§ Problem requirements
From the entries below, reproduce exactly the line containing "positive clicks: (173, 321)", the line containing "rough mask: <svg", and every line in between, with nothing added.

§ Data for processing

◇ ◇ ◇ ◇ ◇

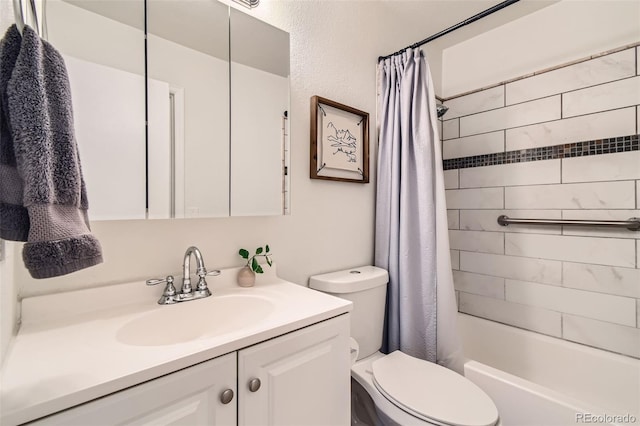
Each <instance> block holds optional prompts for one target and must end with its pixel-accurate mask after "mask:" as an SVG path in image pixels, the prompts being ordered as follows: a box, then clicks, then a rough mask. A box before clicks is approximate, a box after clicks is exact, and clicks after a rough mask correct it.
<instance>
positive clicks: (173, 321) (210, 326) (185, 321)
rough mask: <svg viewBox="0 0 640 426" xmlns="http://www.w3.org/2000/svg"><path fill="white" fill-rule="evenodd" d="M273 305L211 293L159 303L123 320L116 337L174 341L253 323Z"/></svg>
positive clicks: (118, 337) (267, 301)
mask: <svg viewBox="0 0 640 426" xmlns="http://www.w3.org/2000/svg"><path fill="white" fill-rule="evenodd" d="M274 308H275V305H274V303H273V302H272V301H270V300H269V299H266V298H263V297H259V296H255V295H242V294H232V295H221V296H215V295H214V296H211V297H207V298H205V299H198V300H193V301H189V302H180V303H177V304H175V305H166V306H159V307H158V309H156V310H154V311H152V312H148V313H146V314H143V315H141V316H139V317H137V318H135V319H132V320H131V321H129V322H127V323H125V324H124V325H123V326H122V327H120V329H119V330H118V332H117V334H116V338H117V340H118V341H119V342H121V343H125V344H127V345H132V346H164V345H175V344H178V343H184V342H189V341H192V340H196V339H202V338H206V337H211V336H214V335H220V334H225V333H230V332H233V331H237V330H239V329H241V328H242V327H246V326H250V325H253V324H256V323H257V322H260V321H261V320H263V319H264V318H266V317H267V316H269V315H270V314H271V313H272V312H273V311H274Z"/></svg>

◇ ◇ ◇ ◇ ◇

§ Reply to the task
positive clicks: (173, 321) (210, 326) (185, 321)
rough mask: <svg viewBox="0 0 640 426" xmlns="http://www.w3.org/2000/svg"><path fill="white" fill-rule="evenodd" d="M273 305L211 293L159 303L123 320L116 337L174 341L253 323Z"/></svg>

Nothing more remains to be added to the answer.